▶ [MATERIAL SUPPLIED]
*****
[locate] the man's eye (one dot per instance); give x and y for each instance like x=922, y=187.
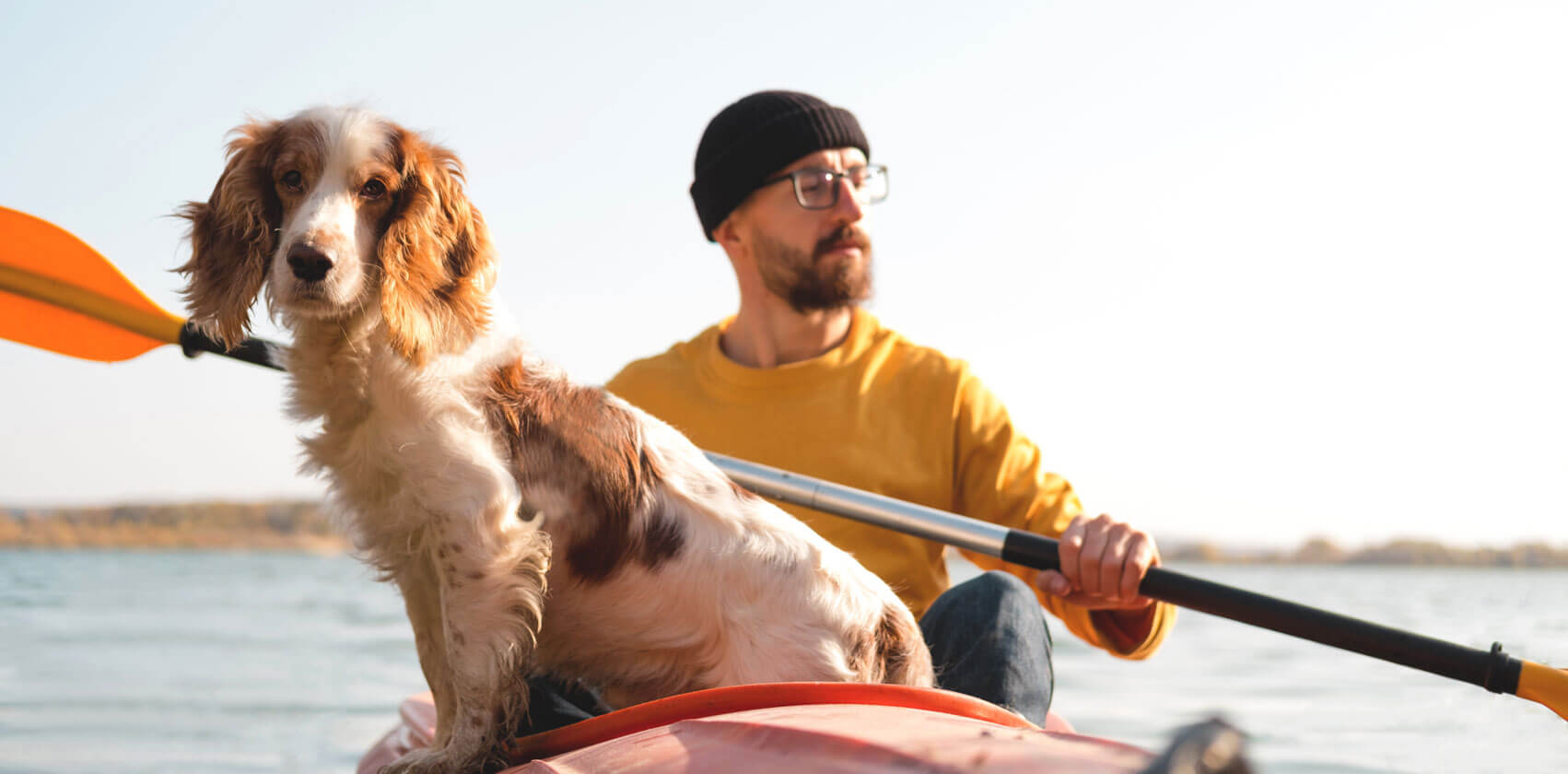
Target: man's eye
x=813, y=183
*****
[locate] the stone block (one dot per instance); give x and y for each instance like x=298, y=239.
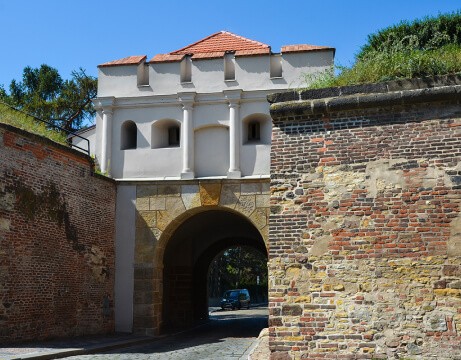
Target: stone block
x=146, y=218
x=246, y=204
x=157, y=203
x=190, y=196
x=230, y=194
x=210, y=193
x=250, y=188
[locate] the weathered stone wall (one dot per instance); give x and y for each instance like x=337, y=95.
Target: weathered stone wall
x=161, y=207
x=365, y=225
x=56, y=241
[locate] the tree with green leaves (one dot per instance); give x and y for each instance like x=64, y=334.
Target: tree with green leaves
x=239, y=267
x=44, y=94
*****
▶ [WHAT TO PRODUCE] Go over the records above and tally the lines with the word "like" in them. Give the number alone.

▶ [EXERCISE OUTPUT] 4